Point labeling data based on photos
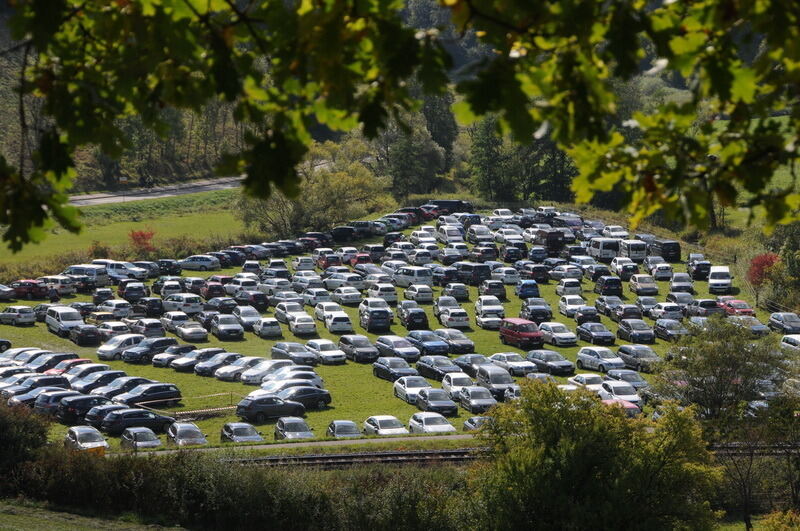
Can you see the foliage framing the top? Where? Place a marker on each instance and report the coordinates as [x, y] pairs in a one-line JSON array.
[[290, 65]]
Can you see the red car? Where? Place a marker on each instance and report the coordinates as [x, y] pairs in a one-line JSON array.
[[29, 289], [520, 332], [737, 307], [360, 258], [66, 365]]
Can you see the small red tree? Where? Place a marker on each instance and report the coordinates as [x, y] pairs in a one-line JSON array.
[[142, 240], [759, 268]]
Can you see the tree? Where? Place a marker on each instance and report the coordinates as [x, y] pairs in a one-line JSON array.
[[720, 369], [289, 67], [560, 460]]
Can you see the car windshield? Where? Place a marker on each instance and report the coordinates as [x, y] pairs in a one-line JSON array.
[[624, 390], [501, 378], [89, 436], [144, 436]]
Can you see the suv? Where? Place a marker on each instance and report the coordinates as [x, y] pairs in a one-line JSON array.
[[520, 332]]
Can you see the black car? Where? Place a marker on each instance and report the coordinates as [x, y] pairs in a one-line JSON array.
[[639, 357], [310, 397], [168, 266], [258, 409], [596, 334], [457, 341], [536, 309], [221, 304], [550, 362], [151, 394], [296, 352], [115, 422], [606, 304], [635, 331], [414, 319], [148, 307], [469, 363], [94, 417], [97, 379], [256, 299], [391, 369], [358, 348], [147, 348], [436, 400], [120, 385], [220, 359], [84, 335], [435, 367], [73, 409], [205, 317]]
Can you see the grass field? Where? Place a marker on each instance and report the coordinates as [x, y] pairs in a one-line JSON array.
[[356, 393]]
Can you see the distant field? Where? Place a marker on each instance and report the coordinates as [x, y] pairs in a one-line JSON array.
[[194, 215]]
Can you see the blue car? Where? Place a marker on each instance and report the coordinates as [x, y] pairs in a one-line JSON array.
[[427, 342], [525, 289]]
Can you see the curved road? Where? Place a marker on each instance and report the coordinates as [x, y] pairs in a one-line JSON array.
[[192, 187]]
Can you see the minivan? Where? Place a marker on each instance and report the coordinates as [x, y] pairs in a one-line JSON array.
[[405, 276], [61, 319], [636, 250]]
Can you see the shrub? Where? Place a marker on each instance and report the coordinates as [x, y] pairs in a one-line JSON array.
[[758, 272]]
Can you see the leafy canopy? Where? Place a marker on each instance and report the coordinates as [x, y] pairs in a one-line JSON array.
[[343, 63]]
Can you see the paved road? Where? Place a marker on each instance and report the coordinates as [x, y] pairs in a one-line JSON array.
[[193, 187], [318, 444]]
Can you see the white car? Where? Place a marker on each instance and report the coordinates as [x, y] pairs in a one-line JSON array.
[[515, 364], [326, 351], [453, 382], [267, 327], [346, 295], [618, 262], [313, 296], [419, 293], [386, 292], [303, 263], [587, 380], [617, 390], [407, 387], [428, 422], [302, 324], [557, 334], [118, 307], [247, 316], [338, 322], [569, 304], [188, 303], [191, 331], [508, 275], [454, 318], [323, 309], [384, 425], [569, 286]]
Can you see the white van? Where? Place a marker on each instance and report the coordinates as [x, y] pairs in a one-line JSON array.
[[62, 284], [449, 234], [603, 249], [636, 250], [61, 319], [407, 275], [720, 279], [95, 272]]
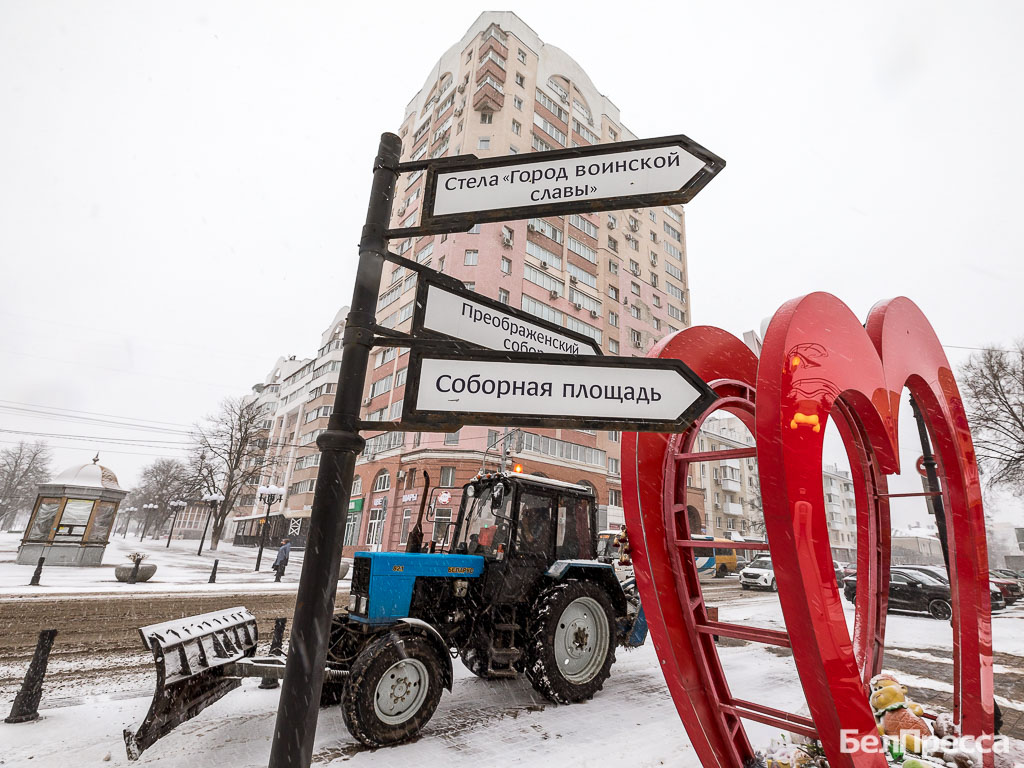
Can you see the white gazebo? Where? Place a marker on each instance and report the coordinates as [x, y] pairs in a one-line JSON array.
[[72, 519]]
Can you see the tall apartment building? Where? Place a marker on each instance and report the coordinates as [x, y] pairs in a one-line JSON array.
[[297, 396], [733, 495], [841, 509], [619, 278]]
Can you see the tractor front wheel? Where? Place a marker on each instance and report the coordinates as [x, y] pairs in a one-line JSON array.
[[392, 690], [571, 641]]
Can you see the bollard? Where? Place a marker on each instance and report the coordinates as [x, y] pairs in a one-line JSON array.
[[275, 643], [38, 572], [27, 702]]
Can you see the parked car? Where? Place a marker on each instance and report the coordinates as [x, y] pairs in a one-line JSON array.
[[939, 571], [759, 574], [1011, 588], [916, 591]]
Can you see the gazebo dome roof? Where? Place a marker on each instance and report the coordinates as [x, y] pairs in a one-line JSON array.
[[90, 475]]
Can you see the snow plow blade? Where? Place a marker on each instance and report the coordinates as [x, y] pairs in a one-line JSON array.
[[196, 660]]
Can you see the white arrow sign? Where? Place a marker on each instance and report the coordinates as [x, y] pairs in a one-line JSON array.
[[593, 390], [463, 317], [597, 175]]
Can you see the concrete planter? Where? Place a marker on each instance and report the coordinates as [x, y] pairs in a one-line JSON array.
[[145, 571]]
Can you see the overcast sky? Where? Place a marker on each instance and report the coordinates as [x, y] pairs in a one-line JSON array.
[[182, 184]]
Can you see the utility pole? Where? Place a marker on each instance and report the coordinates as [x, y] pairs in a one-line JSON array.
[[340, 444]]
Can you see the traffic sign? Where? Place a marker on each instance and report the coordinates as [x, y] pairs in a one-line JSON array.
[[461, 313], [446, 390], [461, 192]]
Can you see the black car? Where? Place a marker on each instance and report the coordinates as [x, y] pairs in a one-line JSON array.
[[918, 591]]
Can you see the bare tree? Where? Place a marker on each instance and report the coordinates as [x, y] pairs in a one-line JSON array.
[[162, 482], [992, 382], [230, 455], [23, 467]]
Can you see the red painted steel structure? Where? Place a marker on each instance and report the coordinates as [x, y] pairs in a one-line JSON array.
[[817, 363]]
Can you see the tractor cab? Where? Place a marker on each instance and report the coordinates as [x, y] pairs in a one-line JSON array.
[[511, 515], [522, 525]]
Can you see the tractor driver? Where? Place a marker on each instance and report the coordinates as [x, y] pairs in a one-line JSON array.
[[535, 524]]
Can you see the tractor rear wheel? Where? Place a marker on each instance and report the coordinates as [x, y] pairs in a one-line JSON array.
[[571, 643], [392, 690]]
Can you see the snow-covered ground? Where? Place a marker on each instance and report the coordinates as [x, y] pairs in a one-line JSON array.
[[178, 569], [480, 723]]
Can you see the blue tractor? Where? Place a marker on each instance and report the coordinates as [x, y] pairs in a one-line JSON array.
[[513, 589]]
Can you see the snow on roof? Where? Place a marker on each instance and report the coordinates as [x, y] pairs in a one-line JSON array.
[[90, 475]]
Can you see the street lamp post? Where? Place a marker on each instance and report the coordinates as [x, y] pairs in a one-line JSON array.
[[150, 511], [269, 495], [213, 500], [130, 511], [176, 505]]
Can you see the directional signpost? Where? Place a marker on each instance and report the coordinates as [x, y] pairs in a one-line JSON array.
[[462, 192], [530, 390], [500, 366], [461, 313]]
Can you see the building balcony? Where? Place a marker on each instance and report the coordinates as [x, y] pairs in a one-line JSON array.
[[487, 98], [730, 485], [493, 43], [492, 69]]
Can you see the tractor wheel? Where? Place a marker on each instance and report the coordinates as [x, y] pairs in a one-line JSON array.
[[571, 645], [392, 690]]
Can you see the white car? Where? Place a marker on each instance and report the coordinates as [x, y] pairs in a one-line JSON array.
[[759, 574]]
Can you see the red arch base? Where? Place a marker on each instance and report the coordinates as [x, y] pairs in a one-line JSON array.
[[817, 363]]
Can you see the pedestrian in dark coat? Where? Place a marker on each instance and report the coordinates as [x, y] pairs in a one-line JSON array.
[[281, 561]]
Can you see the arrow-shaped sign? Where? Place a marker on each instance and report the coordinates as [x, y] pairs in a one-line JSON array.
[[459, 193], [581, 392], [464, 314]]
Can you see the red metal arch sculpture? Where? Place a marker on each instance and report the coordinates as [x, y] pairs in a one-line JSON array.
[[817, 363]]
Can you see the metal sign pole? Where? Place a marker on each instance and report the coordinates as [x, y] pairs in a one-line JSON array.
[[300, 690]]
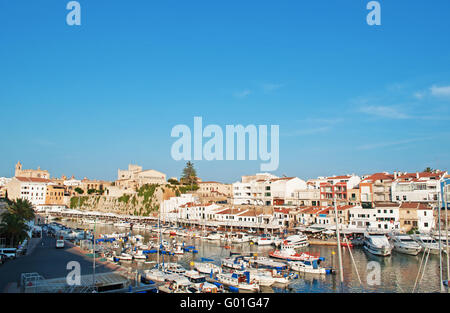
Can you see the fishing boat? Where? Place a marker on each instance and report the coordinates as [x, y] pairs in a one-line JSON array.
[[239, 281], [122, 224], [377, 244], [207, 267], [139, 255], [240, 238], [309, 267], [405, 244], [173, 268], [236, 262], [155, 274], [214, 236], [199, 281], [125, 257], [178, 284], [283, 277], [264, 240], [260, 276], [288, 253], [297, 241], [264, 262], [427, 243]]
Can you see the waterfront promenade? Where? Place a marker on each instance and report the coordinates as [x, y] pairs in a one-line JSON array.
[[47, 261]]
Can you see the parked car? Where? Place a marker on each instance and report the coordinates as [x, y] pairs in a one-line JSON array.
[[10, 253], [59, 243]]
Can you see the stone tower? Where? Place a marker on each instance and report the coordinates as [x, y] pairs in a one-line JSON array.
[[18, 169]]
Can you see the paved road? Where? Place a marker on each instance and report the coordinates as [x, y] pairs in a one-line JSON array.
[[46, 260]]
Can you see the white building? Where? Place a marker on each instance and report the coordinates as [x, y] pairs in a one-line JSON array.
[[267, 190], [29, 188], [417, 187], [426, 220]]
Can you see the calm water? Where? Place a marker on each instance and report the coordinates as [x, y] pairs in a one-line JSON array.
[[398, 272]]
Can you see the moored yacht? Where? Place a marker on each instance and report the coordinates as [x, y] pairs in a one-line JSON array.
[[265, 239], [207, 267], [297, 241], [240, 238], [308, 267], [240, 281], [405, 244], [287, 252], [427, 243], [237, 262], [377, 244]]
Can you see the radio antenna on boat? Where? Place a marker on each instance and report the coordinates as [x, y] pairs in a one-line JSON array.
[[341, 271], [441, 282]]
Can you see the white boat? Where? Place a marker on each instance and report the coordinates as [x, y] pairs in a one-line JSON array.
[[308, 267], [443, 239], [207, 268], [155, 274], [237, 262], [297, 241], [287, 252], [122, 224], [139, 255], [260, 276], [214, 236], [264, 262], [178, 284], [377, 244], [240, 238], [173, 268], [125, 257], [405, 244], [265, 240], [242, 282], [427, 243], [178, 249], [199, 281]]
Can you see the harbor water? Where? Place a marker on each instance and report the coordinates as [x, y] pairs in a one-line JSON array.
[[393, 274]]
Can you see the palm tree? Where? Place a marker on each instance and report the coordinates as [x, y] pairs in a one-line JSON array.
[[14, 227], [189, 174], [23, 209]]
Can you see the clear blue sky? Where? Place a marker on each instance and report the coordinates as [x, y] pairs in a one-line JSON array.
[[349, 98]]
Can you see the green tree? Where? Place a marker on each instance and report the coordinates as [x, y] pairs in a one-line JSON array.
[[79, 190], [14, 227], [189, 176], [23, 209]]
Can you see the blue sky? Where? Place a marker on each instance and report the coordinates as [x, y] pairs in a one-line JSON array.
[[349, 98]]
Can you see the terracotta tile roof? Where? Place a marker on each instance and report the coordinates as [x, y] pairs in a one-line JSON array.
[[340, 177], [378, 176], [248, 213], [344, 207], [415, 205], [33, 180], [282, 178], [386, 205], [282, 210]]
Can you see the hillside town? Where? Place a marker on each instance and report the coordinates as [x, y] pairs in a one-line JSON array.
[[379, 201]]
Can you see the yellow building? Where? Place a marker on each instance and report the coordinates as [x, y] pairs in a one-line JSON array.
[[54, 194], [30, 173]]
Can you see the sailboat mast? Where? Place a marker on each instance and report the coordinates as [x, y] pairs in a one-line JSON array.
[[440, 249], [446, 231], [341, 271]]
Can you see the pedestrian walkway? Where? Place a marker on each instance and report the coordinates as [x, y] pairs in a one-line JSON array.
[[33, 242]]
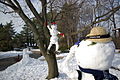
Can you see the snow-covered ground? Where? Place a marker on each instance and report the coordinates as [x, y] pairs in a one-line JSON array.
[[36, 69]]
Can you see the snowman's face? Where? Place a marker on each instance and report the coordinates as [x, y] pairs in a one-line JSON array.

Written task -
Reproduce the records word for word from their beginning through the line containing "[[720, 369], [289, 67], [560, 460]]", including that line. Omit the pictures from your answer.

Problem solution -
Can you see the foliage framing the top? Where? Place a marker on each instance and report the coordinates as [x, y] pairs in a one-line JSON array.
[[290, 65]]
Can you see the red car? Where? Place a marker on each instance and report the coordinates as [x, y] pairs in a one-line JSON array.
[[29, 289], [520, 332], [737, 307], [360, 258], [66, 365]]
Can you see the small red tree? Where? Place a marker on each instance and report the coordinates as [x, y] pairs in a one-line JSON array.
[[142, 240], [759, 268]]
Can you see the tree? Where? Place a marker on each instance and report the coordinates as [x, y] pairs in a one-line JSON array.
[[720, 369], [289, 67], [560, 460]]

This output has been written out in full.